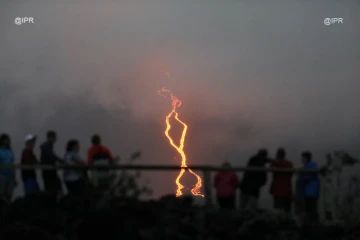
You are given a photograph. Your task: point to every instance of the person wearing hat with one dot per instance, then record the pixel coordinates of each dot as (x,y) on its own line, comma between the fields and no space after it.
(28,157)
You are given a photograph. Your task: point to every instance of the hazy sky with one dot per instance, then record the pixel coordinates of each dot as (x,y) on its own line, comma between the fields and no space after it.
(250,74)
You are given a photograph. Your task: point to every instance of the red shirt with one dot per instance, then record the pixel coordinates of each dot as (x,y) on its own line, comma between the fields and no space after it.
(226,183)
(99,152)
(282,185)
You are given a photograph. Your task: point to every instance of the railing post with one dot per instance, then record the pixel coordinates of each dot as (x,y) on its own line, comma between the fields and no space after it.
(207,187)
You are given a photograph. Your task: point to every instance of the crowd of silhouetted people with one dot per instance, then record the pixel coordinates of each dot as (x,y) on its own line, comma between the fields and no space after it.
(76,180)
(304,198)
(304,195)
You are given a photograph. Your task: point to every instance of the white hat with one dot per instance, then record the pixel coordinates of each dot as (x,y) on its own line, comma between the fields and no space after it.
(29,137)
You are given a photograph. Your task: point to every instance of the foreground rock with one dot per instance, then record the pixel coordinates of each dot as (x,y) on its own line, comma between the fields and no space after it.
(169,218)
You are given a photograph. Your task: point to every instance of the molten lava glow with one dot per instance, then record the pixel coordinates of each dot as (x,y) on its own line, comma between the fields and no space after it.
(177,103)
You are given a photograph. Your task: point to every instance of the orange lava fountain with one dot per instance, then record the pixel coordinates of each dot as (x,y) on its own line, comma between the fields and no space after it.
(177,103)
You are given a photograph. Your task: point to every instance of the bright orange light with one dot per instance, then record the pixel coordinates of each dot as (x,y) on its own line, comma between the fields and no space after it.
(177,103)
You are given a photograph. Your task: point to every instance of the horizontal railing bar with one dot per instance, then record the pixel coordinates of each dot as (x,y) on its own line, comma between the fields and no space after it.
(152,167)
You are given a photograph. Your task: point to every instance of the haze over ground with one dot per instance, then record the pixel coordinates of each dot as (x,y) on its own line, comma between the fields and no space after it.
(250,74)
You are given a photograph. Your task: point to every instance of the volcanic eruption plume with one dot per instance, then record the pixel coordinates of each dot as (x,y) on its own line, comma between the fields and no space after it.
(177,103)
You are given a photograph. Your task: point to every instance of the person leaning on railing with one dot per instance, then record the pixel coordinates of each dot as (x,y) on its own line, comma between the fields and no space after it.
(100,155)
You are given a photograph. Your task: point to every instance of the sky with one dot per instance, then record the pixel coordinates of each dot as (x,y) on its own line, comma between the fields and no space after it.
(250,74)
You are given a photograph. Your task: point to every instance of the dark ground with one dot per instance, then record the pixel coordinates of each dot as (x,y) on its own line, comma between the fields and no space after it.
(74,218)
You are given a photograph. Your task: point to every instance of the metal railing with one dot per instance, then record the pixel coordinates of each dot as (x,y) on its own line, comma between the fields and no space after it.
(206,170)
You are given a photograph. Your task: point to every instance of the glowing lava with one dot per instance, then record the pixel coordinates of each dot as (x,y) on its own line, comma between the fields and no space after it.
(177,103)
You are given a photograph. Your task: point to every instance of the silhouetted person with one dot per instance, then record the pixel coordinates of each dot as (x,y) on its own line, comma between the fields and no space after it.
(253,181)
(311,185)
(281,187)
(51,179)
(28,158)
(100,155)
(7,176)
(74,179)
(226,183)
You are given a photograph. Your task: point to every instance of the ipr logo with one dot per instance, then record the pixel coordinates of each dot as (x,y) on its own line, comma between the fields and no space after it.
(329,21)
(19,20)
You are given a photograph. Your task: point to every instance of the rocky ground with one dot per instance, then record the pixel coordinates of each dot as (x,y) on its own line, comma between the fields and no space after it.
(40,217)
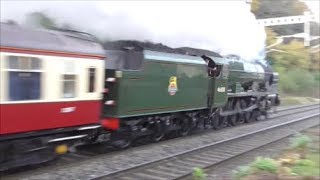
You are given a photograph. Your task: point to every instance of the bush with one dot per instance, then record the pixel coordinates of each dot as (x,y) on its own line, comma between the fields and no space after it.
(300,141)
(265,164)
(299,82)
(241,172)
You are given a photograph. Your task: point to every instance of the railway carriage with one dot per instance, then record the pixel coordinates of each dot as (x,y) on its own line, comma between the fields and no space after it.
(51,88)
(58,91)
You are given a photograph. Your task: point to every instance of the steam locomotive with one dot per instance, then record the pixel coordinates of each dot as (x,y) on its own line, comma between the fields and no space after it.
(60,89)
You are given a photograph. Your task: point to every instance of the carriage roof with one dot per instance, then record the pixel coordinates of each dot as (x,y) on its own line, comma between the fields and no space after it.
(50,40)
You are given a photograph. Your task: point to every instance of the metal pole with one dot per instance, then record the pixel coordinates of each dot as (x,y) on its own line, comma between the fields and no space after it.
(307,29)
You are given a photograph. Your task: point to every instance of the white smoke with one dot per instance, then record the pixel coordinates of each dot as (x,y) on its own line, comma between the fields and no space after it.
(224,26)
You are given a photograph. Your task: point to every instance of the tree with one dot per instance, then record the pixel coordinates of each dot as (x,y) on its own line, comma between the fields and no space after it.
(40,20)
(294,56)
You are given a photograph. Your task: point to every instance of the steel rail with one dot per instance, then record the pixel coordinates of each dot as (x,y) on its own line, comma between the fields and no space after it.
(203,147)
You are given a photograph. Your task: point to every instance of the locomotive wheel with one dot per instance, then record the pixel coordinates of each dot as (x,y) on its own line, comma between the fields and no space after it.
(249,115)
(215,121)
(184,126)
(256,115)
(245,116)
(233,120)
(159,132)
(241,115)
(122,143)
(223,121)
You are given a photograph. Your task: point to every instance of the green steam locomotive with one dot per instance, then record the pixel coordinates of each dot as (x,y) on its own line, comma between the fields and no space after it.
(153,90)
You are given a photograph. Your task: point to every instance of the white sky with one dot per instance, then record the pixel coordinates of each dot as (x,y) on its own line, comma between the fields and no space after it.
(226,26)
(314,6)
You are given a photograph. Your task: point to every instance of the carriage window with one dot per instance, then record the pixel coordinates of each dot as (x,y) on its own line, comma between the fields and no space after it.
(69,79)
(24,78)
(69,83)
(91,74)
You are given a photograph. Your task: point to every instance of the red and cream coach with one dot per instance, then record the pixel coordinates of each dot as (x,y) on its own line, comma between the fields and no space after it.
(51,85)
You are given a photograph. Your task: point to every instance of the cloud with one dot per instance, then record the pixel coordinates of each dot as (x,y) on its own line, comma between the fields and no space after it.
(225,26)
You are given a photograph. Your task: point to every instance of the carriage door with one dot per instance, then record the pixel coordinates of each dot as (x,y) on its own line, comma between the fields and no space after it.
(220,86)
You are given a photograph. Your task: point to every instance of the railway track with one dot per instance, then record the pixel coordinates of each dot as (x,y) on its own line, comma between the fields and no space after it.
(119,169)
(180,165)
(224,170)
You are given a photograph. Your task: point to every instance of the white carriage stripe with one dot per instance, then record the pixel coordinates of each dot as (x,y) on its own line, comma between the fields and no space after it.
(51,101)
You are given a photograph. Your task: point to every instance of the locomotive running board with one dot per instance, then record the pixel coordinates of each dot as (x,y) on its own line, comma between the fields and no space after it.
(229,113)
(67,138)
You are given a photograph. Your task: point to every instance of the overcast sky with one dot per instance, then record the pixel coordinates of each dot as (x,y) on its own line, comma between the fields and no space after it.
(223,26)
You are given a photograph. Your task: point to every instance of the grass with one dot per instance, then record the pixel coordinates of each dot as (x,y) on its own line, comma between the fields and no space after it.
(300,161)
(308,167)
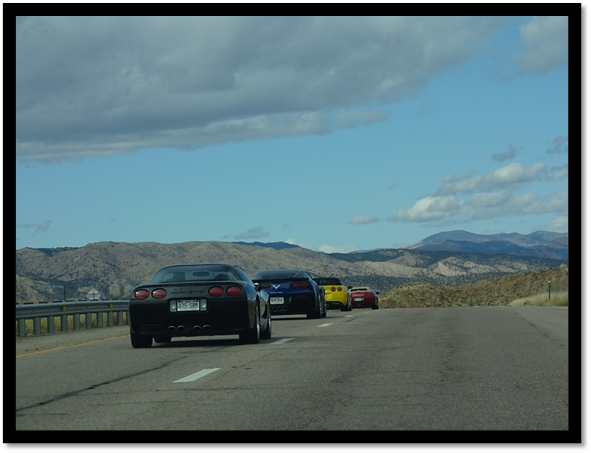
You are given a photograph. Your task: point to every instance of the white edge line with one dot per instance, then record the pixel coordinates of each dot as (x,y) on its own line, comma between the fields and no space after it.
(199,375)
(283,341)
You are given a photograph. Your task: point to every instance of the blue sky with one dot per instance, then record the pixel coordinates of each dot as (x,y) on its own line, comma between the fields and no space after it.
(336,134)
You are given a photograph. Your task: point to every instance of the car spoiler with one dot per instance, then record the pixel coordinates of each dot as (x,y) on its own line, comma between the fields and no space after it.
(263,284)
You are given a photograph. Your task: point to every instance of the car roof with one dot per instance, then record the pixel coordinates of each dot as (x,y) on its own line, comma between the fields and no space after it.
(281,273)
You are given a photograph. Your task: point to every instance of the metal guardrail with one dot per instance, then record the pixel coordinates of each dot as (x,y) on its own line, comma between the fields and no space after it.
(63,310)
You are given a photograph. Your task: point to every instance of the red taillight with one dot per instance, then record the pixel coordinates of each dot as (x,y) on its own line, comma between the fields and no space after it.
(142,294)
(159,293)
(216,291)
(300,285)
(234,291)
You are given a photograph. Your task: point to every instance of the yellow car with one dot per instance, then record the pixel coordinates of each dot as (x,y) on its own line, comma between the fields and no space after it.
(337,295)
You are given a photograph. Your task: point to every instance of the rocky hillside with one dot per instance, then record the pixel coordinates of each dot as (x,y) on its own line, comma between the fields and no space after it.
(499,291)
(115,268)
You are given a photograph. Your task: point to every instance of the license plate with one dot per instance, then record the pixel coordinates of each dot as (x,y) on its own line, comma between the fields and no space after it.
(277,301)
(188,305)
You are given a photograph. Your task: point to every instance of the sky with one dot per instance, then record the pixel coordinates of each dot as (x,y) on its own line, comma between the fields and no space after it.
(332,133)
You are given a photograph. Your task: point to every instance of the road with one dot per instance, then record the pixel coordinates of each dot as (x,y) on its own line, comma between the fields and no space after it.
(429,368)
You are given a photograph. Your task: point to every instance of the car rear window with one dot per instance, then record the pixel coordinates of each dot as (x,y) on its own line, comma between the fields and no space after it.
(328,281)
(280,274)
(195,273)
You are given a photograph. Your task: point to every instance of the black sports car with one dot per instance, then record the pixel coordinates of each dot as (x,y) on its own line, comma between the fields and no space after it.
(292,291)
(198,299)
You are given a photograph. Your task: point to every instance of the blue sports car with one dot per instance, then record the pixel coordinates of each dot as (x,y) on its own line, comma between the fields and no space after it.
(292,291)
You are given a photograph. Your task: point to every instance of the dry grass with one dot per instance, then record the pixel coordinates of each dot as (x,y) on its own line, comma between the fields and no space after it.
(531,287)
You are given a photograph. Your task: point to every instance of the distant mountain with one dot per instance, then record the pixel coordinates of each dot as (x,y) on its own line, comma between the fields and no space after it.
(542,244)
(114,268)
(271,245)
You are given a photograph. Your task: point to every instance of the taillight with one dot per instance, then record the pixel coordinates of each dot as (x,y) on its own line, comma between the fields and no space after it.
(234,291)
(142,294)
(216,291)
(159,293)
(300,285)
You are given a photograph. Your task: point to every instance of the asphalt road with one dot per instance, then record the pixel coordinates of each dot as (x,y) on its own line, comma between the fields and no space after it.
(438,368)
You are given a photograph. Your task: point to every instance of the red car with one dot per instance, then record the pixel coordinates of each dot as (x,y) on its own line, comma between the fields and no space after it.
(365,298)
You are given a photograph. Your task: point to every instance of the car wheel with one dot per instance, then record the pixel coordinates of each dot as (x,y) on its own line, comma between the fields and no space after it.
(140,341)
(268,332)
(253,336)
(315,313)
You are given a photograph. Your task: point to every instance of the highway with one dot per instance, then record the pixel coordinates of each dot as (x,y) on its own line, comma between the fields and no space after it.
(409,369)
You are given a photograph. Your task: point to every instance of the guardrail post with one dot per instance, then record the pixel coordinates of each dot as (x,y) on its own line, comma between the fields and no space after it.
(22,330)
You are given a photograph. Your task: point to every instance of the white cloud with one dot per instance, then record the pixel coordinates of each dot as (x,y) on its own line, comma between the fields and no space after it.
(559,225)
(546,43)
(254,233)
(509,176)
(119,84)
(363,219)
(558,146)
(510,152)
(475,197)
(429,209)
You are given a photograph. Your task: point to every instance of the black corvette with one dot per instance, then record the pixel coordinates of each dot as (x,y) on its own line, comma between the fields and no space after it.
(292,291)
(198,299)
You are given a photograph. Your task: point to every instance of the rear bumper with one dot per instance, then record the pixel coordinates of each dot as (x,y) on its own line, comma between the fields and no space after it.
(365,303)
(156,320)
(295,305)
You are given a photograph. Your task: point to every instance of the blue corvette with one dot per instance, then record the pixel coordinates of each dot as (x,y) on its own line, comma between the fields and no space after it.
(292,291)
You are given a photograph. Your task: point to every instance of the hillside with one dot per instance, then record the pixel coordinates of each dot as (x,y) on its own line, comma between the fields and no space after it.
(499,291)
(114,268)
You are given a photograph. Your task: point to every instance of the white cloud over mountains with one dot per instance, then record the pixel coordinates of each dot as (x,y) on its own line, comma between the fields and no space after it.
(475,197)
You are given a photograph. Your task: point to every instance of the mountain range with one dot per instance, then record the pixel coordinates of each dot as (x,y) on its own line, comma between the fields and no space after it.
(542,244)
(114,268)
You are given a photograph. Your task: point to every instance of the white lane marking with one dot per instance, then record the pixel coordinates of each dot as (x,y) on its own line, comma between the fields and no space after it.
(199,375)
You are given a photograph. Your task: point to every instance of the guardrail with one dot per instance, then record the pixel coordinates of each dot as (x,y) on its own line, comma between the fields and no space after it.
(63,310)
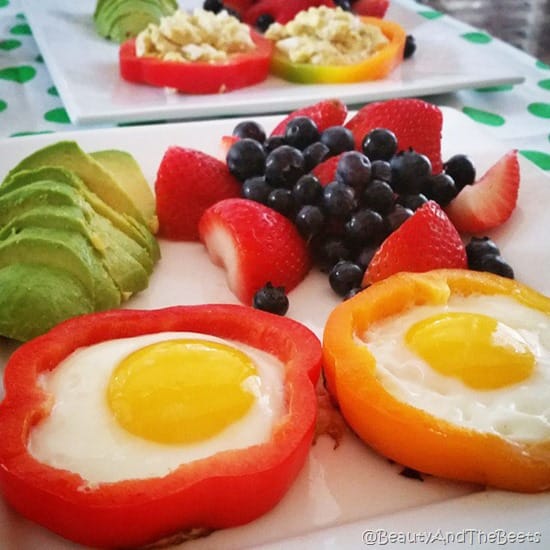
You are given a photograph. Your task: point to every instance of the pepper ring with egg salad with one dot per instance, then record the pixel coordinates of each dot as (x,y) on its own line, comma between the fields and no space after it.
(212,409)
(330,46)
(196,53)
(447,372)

- What you have to do -
Print once more, exactly, the lines from the one with "of the mountain" through the last line of the data, both ends included, without any pictures.

- Finished answer -
You are given a photograph. Your task: point to every instance of the mountain range with one dot per instance, then record the pixel coordinates of each dot as (x,y) on its own line, comma between the fields and no space after it.
(542,244)
(114,268)
You are given a photograph. Your task: point to every instance of the white lane marking with one dot per instance, then record the pixel coordinates of each dot as (x,y) on its own line, comma between the fields and no space after it.
(199,375)
You are given a photograph. Your task: point to every instance of the guardrail with one dot per instance, then record the pixel coordinates of each dot as (x,y) on its own line, comma between the fields and no space after it.
(63,310)
You are given a photograph. Your task: point to every instance of the pepper ring with egg salad with one dot per instance, then record the pixel coordinates of each dot as (x,y) on its own line, comma between the fields and no space after it.
(212,409)
(330,46)
(196,53)
(447,372)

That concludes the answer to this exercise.